> Exercise tasks
1. Reproduce everything in the passage on Sidonius's education from "3: What was" down to "demonstrate real ability.".
2. Answer these questions from the passage on Sidonius's education.
(a) By what was achievement measured in the school of Rhetoric?
(b) Which two subjects does Lyon appear to have dispensed with?
(c) In which century's Gaul were there few areas that demanded real ability from the nobility?

> Source
# # # # #

At the level of the school of Rhetoric, the student was not expected simply to study past authors, but to create. But the emphasis was upon creation in the style of the past masters, especially extemporaneous compositions and speeches. The great orations of the past were studied, and the students learned to speak in the style of Cicero, with literary allusions drawn from Virgil, discussing some episode of Homer's Iliad. Achievement was measured by style, not by content.

This was the sort of education that Sidonius pursued, although he did not enjoy the benefits that would have come with a full curriculum of study. By this time, the lack of funds, the rise of Christian thought, and other factors were leading to the "downsizing" of the late Roman universities, and few could afford to maintain a full faculty. Lyon appears to have dispensed with Philosophy and Law, and did not emphasize Greek Rhetoric. Sidonius thus knew his Greek authors reasonably well, but not to the point that he could think in Greek. His letters and poems were solidly based on Latin models, and he attempted to demonstrate the extent of his learning with frequent allusions and images drawn from the Greek classics. He was not too different from others of his class in this respect. The cultural ties that had bound the Western nobility to the Greek tradition of scholarship were weakening, although every attempt was made to disguise that fact.

3: What was the purpose of this sterile and imitative talent, and why did the children of noble families spend their youth in learning how to write and give public speeches in a centuries-old style? Why did they memorize Greek and Latin fables and myths, and fill their writings and speeches with obscure references and ponderous evocations of long-dead authors? The answer was, as is often the case, that they were educated in the skills that might gain them advancement. In the world of fourth-century Gaul, however, there were few areas in which demanded any real ability from the nobility. The Roman nobles had for so long attempted to avoid the burdens of empire that there were very few areas of life in which they could demonstrate real ability.

# # # # #

> Entries provided
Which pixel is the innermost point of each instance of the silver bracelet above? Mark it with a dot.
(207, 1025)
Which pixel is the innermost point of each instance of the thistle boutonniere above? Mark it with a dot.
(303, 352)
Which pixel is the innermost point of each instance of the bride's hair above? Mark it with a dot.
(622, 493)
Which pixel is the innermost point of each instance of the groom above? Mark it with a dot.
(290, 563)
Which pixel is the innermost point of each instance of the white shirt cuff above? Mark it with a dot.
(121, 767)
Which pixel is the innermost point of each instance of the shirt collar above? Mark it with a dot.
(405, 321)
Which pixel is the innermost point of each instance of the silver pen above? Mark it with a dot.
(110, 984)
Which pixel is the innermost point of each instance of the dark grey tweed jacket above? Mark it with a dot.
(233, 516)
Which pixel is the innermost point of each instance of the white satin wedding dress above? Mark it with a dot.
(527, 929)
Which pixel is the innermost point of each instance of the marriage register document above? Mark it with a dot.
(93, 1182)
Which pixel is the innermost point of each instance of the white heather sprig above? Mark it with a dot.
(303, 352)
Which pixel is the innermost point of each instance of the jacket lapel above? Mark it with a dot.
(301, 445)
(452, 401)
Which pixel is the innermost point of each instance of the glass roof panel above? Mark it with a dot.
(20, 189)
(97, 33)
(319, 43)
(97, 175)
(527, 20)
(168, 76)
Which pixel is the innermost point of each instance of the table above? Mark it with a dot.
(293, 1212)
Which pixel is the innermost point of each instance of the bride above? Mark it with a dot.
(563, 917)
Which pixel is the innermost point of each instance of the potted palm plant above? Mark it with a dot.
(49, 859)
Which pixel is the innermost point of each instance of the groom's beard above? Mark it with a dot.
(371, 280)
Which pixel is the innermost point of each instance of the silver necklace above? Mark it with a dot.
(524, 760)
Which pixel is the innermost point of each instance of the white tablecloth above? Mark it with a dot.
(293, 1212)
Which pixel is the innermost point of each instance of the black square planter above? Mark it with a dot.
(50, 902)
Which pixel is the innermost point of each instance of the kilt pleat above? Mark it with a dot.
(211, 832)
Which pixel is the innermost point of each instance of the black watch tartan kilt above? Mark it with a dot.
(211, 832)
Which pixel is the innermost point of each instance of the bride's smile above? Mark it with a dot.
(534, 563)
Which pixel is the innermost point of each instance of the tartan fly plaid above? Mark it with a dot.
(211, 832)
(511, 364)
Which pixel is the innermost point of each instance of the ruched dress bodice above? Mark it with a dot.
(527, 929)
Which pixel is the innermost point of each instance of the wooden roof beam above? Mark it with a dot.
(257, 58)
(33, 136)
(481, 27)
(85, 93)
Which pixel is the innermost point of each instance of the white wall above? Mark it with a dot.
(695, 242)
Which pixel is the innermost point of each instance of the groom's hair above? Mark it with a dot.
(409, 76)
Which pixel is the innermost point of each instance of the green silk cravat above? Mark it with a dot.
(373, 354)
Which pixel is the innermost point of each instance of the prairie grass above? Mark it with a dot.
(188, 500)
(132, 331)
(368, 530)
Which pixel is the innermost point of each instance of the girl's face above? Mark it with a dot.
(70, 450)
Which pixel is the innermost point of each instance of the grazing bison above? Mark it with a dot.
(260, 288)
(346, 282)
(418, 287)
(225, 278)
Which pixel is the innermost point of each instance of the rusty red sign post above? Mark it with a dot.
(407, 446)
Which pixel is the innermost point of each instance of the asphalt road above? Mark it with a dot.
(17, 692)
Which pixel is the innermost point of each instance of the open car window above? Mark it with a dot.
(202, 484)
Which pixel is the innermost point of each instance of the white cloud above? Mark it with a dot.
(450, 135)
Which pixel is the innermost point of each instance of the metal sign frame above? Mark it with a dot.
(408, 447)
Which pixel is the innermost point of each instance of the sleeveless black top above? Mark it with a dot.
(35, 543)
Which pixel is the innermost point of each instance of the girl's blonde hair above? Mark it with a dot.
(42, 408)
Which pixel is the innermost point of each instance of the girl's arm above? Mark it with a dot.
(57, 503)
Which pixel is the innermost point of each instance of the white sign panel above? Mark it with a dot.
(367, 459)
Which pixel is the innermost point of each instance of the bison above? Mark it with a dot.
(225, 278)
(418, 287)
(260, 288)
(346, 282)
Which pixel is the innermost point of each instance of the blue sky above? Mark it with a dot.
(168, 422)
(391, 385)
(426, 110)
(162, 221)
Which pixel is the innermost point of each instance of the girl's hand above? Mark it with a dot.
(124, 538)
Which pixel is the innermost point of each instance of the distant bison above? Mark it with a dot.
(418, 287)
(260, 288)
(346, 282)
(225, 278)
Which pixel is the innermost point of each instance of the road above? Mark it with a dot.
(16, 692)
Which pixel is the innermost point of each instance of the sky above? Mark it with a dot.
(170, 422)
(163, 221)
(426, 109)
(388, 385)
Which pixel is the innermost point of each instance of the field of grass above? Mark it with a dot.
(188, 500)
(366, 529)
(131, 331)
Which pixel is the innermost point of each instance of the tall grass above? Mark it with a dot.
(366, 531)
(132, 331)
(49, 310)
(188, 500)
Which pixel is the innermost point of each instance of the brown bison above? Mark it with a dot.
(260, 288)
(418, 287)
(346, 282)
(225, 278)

# # # # #

> Responses
1.
3: What was the purpose of this sterile and imitative talent, and why did the children of noble families spend their youth in learning how to write and give public speeches in a centuries-old style? Why did they memorize Greek and Latin fables and myths, and fill their writings and speeches with obscure references and ponderous evocations of long-dead authors? The answer was, as is often the case, that they were educated in the skills that might gain them advancement. In the world of fourth-century Gaul, however, there were few areas in which demanded any real ability from the nobility. The Roman nobles had for so long attempted to avoid the burdens of empire that there were very few areas of life in which they could demonstrate real ability.

2.
(a) By style, not by content.
(b) Philosophy and Law.
(c) The fourth century.